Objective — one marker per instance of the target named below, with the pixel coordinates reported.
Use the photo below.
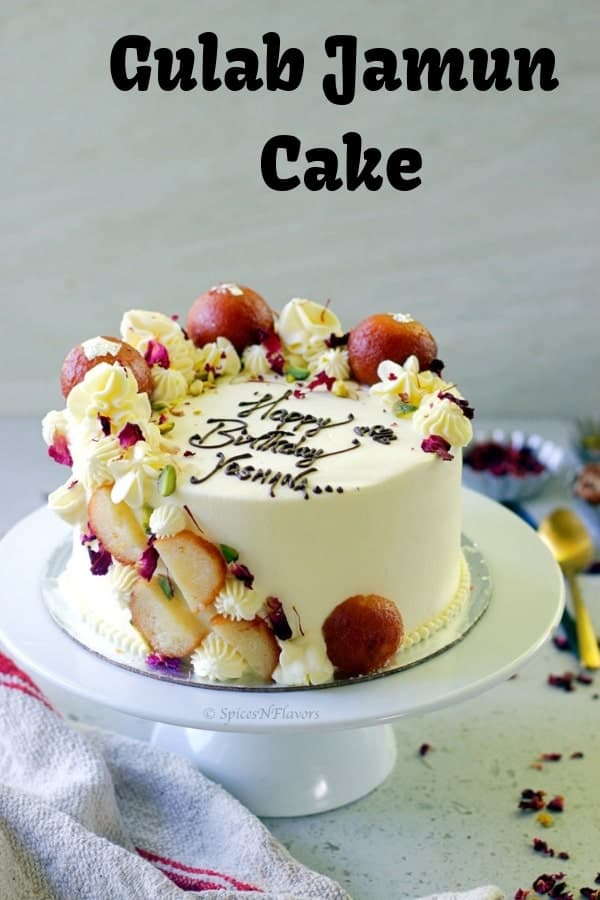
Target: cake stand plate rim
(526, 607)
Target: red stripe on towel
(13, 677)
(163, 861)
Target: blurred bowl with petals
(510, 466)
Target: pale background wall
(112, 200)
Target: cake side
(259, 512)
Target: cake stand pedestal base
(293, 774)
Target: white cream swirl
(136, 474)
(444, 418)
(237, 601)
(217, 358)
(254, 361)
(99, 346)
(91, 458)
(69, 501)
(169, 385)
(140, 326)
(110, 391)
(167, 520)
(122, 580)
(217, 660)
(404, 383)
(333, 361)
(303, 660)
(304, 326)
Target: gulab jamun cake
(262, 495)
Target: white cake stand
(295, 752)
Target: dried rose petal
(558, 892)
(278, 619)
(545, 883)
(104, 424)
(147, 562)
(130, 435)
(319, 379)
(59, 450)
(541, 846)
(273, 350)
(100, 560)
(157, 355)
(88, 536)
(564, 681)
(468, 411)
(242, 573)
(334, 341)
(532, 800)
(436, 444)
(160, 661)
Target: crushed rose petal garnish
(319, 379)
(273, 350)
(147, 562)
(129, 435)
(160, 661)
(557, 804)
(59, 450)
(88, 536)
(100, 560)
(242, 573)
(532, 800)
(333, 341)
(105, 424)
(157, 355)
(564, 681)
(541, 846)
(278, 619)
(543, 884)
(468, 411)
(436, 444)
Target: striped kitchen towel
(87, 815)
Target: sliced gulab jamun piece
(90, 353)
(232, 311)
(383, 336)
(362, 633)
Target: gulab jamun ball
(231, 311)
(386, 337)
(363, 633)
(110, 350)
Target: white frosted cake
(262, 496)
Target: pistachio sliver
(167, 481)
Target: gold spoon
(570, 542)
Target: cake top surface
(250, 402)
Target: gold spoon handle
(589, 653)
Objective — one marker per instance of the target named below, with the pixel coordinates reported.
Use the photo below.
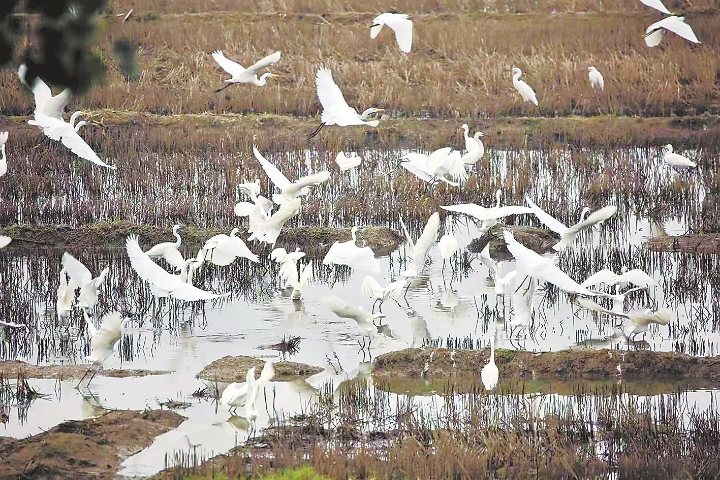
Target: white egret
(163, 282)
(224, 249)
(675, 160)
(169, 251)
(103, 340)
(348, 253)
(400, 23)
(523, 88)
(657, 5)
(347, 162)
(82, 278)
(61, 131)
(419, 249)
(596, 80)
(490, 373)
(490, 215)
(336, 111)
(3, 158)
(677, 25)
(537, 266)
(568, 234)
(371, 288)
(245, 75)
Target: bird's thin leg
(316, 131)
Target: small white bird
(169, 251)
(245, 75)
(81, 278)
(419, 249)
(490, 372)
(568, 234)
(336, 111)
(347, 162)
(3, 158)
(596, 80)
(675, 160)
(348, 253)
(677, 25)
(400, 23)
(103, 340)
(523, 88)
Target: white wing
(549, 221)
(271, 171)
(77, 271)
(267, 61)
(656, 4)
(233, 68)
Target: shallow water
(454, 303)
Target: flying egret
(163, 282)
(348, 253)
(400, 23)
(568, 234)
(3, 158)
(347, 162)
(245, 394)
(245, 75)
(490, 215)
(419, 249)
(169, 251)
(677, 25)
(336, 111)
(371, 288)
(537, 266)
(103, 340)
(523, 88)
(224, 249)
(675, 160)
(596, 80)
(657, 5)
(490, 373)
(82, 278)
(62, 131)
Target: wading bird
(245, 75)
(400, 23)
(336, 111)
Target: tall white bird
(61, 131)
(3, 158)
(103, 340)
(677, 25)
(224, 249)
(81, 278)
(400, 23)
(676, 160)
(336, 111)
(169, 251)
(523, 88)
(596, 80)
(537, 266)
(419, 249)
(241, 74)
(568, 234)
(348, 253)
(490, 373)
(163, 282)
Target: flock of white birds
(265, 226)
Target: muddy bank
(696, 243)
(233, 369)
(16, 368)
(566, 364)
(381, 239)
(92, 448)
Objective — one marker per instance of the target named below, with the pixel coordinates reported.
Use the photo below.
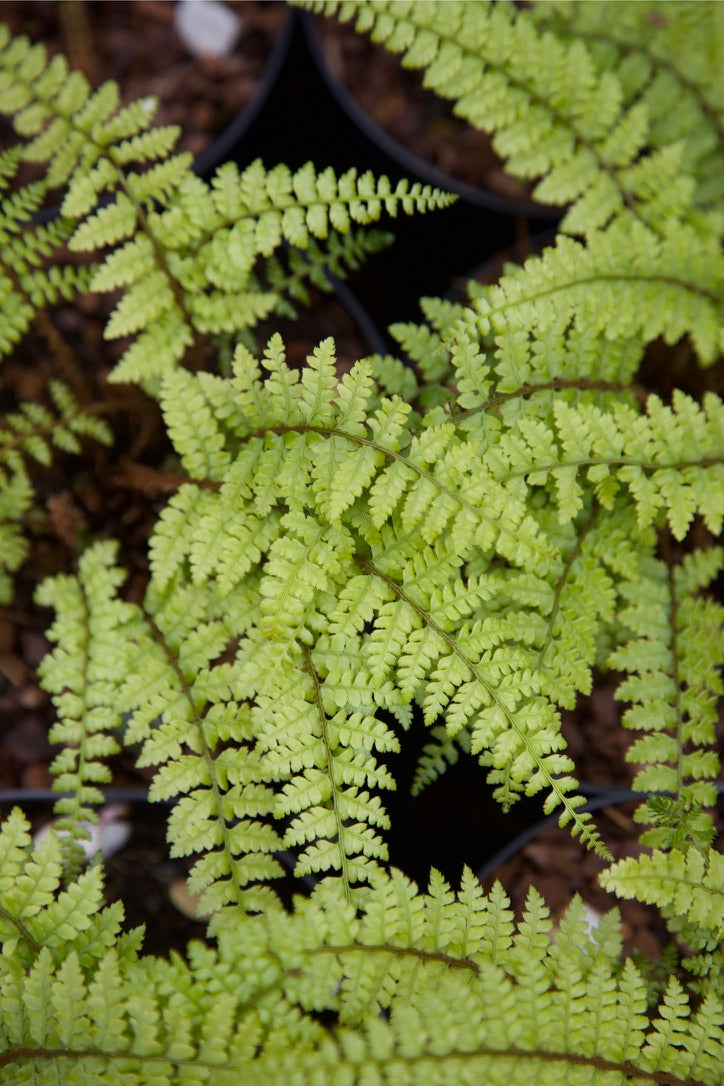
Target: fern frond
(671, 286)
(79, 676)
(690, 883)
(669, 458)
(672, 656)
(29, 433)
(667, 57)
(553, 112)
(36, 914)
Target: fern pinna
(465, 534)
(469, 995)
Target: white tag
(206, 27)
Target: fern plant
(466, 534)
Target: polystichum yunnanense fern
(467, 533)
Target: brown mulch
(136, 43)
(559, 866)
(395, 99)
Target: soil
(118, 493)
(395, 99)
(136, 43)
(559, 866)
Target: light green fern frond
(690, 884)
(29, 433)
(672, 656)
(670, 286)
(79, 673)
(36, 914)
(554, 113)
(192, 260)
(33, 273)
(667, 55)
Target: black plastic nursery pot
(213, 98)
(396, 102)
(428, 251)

======

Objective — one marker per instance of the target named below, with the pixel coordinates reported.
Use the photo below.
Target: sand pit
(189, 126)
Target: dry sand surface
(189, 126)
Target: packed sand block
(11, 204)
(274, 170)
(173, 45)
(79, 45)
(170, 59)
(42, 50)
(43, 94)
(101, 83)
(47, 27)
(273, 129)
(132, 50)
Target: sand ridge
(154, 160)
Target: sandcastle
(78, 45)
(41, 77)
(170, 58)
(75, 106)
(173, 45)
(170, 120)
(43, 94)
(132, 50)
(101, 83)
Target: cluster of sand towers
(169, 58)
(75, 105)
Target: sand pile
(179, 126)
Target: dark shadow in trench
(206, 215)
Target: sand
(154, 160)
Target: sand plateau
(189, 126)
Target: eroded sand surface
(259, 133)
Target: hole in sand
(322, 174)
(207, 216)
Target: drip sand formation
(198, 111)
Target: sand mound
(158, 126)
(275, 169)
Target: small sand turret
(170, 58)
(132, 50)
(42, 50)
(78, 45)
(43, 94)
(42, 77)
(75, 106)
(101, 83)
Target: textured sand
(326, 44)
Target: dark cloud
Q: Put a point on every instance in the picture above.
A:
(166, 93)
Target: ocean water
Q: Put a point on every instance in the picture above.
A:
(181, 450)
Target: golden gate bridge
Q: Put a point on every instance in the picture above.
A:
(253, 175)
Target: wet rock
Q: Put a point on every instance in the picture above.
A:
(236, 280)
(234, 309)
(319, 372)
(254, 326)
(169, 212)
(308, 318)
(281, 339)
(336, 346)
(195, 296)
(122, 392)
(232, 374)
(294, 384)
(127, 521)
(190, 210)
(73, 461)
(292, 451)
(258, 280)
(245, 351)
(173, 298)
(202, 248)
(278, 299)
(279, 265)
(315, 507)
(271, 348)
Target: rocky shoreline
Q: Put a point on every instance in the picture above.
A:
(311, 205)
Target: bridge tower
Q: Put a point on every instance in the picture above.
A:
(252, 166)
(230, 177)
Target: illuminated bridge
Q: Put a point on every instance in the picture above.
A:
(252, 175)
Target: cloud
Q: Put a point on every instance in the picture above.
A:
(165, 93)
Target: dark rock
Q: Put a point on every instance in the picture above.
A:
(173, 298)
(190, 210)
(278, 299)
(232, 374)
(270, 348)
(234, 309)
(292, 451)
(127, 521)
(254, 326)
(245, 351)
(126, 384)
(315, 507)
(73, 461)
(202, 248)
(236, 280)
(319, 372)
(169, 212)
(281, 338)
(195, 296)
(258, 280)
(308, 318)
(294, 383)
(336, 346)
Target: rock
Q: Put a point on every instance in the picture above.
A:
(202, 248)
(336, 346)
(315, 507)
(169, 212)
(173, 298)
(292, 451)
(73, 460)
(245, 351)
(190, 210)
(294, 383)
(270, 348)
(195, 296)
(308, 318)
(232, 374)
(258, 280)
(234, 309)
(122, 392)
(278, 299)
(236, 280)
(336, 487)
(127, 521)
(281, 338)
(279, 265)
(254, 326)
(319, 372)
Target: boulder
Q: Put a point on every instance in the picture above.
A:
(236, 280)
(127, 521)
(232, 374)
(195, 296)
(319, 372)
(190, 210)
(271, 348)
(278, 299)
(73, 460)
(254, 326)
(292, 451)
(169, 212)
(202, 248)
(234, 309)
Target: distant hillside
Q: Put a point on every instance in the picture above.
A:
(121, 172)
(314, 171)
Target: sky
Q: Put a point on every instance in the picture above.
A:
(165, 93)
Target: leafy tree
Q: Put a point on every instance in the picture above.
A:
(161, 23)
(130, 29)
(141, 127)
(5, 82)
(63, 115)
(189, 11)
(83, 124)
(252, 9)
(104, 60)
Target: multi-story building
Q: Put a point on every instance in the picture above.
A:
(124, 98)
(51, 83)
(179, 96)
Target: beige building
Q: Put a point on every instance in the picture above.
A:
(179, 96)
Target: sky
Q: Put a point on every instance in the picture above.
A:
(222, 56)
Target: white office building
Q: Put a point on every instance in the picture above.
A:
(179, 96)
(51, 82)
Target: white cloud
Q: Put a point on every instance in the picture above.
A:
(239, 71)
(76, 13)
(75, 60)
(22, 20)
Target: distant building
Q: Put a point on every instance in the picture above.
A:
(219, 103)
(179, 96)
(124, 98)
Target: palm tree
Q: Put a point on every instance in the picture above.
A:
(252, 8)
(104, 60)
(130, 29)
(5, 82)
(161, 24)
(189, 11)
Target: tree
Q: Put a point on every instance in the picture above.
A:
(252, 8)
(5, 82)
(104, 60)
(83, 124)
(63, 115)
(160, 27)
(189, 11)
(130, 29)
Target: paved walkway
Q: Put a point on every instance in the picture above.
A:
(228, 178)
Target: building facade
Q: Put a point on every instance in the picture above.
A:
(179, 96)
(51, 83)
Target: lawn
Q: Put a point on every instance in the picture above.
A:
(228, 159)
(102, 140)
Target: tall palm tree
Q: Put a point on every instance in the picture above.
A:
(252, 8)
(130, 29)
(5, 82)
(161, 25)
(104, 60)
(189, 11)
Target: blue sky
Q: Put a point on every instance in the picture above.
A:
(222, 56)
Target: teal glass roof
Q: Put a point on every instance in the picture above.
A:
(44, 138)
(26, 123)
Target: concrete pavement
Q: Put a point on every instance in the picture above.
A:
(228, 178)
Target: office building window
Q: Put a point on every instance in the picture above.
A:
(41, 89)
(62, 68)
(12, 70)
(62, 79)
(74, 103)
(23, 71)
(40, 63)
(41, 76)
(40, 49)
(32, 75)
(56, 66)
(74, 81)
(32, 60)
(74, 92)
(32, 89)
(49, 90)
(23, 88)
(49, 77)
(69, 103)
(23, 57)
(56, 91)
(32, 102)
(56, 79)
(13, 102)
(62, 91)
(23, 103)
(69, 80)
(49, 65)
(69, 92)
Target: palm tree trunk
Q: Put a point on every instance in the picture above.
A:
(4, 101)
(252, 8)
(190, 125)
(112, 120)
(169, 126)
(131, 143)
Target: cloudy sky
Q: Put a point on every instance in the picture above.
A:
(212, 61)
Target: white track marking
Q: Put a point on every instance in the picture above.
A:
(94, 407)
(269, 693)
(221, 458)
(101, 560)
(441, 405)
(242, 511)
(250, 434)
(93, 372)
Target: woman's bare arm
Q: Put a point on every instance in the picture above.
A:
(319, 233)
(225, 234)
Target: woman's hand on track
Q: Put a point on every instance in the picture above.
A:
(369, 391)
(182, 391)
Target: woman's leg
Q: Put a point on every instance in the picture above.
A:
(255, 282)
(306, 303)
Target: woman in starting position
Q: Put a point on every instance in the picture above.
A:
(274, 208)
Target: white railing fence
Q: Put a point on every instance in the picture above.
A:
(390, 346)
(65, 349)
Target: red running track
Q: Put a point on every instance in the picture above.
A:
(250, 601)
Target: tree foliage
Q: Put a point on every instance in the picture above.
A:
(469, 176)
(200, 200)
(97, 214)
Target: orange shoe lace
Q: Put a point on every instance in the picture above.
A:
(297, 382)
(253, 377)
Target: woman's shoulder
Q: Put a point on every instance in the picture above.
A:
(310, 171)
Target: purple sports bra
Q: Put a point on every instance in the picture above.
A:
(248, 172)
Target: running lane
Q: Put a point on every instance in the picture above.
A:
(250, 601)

======

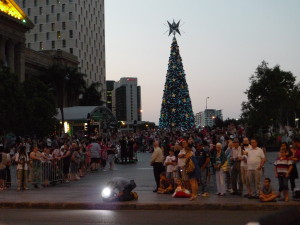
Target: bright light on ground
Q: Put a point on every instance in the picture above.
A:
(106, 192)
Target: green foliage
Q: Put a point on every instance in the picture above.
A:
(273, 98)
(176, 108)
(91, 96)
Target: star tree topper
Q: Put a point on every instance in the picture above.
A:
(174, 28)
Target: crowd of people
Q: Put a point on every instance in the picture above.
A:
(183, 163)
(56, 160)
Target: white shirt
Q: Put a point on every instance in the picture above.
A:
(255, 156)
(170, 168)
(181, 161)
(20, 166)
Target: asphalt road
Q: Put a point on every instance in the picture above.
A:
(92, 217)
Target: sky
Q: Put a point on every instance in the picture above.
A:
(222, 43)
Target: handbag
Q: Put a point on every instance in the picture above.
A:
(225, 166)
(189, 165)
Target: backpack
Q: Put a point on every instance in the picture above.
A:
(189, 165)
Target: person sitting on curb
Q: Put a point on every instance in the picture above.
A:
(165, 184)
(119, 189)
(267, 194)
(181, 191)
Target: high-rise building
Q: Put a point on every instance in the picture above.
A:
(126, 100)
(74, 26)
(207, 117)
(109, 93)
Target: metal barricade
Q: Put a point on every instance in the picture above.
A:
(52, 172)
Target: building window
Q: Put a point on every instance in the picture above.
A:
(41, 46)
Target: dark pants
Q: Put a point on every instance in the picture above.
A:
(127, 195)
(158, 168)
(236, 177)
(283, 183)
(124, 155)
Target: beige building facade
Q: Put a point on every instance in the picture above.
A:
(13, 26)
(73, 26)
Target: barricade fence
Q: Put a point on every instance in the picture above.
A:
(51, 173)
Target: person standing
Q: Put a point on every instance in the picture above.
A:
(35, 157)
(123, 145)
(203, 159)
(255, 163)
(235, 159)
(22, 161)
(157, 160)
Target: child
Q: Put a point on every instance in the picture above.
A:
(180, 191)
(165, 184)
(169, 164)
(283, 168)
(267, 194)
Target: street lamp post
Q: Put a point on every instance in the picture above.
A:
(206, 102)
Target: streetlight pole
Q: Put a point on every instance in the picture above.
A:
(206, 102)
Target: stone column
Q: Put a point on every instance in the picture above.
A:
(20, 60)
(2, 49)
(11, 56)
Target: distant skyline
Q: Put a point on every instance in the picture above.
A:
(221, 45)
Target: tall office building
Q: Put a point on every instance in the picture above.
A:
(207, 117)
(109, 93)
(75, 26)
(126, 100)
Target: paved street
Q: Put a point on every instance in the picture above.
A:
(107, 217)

======

__ACTION ITEM__: If a line of the data contains "beige", copy it out.

__RESULT FOR THIS EXERCISE__:
Target: beige building
Target: beige building facade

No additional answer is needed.